L’avvento dei social ha cambiato il tuo modo di lavorare? 

 

In modo radicale. Non possiamo più prescindere dai social per la comunicazione, sono da un lato una cassa di risonanza vastissima, dall’altro un veicolo particolarmente pericoloso in quanto non risponde a nessuna garanzia di attendibilità, aderenza ai fatti, né rispetta le norme deontologiche in termini di informazione, diritto di cronaca, tutela della privacy etc.

Se usati in modo attento e sapendo distinguere chi dice cosa e come lo dice sono un modo veloce per raggiungere il pubblico più giovane. La comunicazione dell’Università quando scende in rete ha un compito essenziale: abituare le persone a distinguere le fonti attendibili da quelle che non lo sono, le cosiddette fake, ponendosi come voce autorevole garantita dalla serietà del metodo scientifico e dall’autorevolezza di una istituzione di prestigio.

Noi non vendiamo un prodotto, noi creiamo cultura e formazione.

Come è cambiata la tua vita professionale con il Covid? E come hai visto cambiare la comunicazione?

● **Dati registrati**
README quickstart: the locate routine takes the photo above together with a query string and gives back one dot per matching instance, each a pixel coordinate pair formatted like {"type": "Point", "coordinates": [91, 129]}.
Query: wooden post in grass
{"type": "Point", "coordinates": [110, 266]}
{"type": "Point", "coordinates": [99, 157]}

==

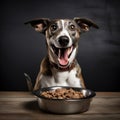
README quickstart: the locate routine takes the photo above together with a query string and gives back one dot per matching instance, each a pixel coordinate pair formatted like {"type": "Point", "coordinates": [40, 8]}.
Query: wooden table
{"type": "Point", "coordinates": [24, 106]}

==

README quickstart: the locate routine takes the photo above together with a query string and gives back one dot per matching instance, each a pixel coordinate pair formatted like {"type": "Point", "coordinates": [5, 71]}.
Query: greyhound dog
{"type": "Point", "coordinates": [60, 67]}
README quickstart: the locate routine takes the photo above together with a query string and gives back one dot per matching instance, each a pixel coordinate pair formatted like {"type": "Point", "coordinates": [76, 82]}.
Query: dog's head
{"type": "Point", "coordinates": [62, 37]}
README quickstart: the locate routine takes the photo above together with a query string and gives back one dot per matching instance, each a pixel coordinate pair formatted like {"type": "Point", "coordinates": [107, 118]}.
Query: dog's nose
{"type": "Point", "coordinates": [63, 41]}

● **Operazioni da svolgere**
1: Riassuma l'estratto in due frasi.
2: Riporti tutto il tratto dell'estratto che va da "In modo radicale." fino a "istituzione di prestigio.", sostituendo "veicolo" con "mezzo".
Il materiale riportato è indipendente dall'estratto.

● **Risultati**
1: L'avvento dei social ha cambiato in modo radicale il modo di lavorare, perché i social sono al tempo stesso una vastissima cassa di risonanza e un veicolo pericoloso, privo di garanzie di attendibilità e di rispetto delle norme deontologiche. Usati con attenzione, permettono di raggiungere rapidamente il pubblico più giovane, e la comunicazione dell'Università in rete ha il compito di abituare le persone a distinguere le fonti attendibili dalle fake, poiché l'Università non vende un prodotto ma crea cultura e formazione.

2:
In modo radicale. Non possiamo più prescindere dai social per la comunicazione, sono da un lato una cassa di risonanza vastissima, dall’altro un mezzo particolarmente pericoloso in quanto non risponde a nessuna garanzia di attendibilità, aderenza ai fatti, né rispetta le norme deontologiche in termini di informazione, diritto di cronaca, tutela della privacy etc.

Se usati in modo attento e sapendo distinguere chi dice cosa e come lo dice sono un modo veloce per raggiungere il pubblico più giovane. La comunicazione dell’Università quando scende in rete ha un compito essenziale: abituare le persone a distinguere le fonti attendibili da quelle che non lo sono, le cosiddette fake, ponendosi come voce autorevole garantita dalla serietà del metodo scientifico e dall’autorevolezza di una istituzione di prestigio.